:: Recorded information ::

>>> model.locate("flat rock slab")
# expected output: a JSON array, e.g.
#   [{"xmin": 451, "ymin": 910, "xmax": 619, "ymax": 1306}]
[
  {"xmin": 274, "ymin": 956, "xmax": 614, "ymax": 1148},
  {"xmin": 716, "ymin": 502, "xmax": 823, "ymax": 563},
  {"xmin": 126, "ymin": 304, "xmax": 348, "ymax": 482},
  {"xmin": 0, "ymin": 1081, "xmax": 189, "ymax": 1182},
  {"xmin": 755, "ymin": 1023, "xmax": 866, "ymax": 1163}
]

:: Job ::
Copy the items above character for character, with no changes.

:: Solution for this task ::
>>> model.locate("flat rock slab")
# expected output: a JSON array, e.g.
#   [{"xmin": 451, "ymin": 910, "xmax": 619, "ymax": 1306}]
[
  {"xmin": 274, "ymin": 956, "xmax": 614, "ymax": 1148},
  {"xmin": 716, "ymin": 502, "xmax": 823, "ymax": 563},
  {"xmin": 126, "ymin": 304, "xmax": 348, "ymax": 482},
  {"xmin": 0, "ymin": 1081, "xmax": 189, "ymax": 1182},
  {"xmin": 755, "ymin": 1023, "xmax": 866, "ymax": 1163}
]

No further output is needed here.